_TASK BRIEF_
Print these lines of the listing below exactly as they appear, starting at the line that contains "Target: lagoon bay" and stopping after the line that contains "99 150 L 73".

_RECORDS SHOWN_

++++++++++

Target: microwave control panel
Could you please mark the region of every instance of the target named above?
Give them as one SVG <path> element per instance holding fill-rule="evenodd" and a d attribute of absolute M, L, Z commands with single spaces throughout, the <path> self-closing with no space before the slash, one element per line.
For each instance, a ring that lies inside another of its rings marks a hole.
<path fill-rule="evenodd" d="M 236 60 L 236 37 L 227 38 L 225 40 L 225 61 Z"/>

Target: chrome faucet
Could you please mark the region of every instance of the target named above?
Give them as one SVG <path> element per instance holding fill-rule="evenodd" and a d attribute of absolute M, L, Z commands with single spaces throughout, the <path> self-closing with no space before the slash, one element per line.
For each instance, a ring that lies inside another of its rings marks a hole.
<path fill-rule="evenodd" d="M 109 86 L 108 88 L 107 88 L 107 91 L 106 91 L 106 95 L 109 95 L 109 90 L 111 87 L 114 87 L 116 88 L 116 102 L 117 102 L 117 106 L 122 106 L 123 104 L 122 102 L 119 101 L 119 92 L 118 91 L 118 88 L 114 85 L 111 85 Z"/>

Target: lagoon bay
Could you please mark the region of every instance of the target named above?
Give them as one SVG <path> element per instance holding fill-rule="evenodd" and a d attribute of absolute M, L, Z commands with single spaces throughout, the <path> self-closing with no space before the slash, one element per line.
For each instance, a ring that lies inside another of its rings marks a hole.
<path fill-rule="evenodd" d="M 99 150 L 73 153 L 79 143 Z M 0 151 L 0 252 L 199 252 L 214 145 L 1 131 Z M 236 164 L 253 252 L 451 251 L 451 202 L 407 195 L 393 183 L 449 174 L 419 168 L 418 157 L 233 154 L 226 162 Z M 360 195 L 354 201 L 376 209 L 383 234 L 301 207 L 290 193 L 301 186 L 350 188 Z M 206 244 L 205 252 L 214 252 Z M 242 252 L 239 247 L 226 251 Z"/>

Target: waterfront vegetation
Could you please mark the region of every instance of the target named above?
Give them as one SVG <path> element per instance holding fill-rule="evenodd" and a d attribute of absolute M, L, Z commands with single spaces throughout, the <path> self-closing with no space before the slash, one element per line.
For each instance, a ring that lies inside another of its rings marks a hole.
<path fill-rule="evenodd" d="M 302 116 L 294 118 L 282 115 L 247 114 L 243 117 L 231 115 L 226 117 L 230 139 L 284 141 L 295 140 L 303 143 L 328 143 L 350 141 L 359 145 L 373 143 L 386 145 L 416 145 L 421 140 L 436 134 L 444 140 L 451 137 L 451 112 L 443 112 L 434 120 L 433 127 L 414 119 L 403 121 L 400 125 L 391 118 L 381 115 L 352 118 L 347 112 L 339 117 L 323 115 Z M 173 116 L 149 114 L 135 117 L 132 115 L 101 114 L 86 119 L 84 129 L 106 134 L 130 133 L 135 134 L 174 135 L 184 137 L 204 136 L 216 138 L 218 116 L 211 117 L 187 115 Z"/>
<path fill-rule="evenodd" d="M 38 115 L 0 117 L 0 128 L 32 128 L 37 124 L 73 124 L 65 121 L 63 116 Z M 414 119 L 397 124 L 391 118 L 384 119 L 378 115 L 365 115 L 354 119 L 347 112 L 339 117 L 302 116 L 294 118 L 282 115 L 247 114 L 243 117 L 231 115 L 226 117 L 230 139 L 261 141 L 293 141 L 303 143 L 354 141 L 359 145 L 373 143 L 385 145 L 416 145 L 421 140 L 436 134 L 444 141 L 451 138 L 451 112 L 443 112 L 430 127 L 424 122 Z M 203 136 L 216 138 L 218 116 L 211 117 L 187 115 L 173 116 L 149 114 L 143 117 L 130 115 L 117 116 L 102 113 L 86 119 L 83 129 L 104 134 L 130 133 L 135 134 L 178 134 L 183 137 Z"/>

++++++++++

_ANSWER BELOW_
Target: lagoon bay
Could you please mark the region of every instance of the target named above?
Give them as one SVG <path> element per instance holding fill-rule="evenodd" and a d attribute of absolute M, L, Z commands with single spaces throughout, the <path> self-closing with no space before the slash, one element per line.
For each instance, a ring that lies inside another of its rings marks a hole.
<path fill-rule="evenodd" d="M 99 150 L 73 153 L 79 143 Z M 0 151 L 0 252 L 199 252 L 214 145 L 1 131 Z M 236 164 L 253 252 L 451 251 L 451 202 L 407 195 L 393 183 L 449 174 L 419 168 L 418 157 L 233 154 L 226 162 Z M 360 195 L 354 201 L 376 209 L 383 234 L 301 207 L 290 193 L 301 186 L 350 188 Z M 206 244 L 205 252 L 214 252 Z M 242 252 L 239 247 L 226 251 Z"/>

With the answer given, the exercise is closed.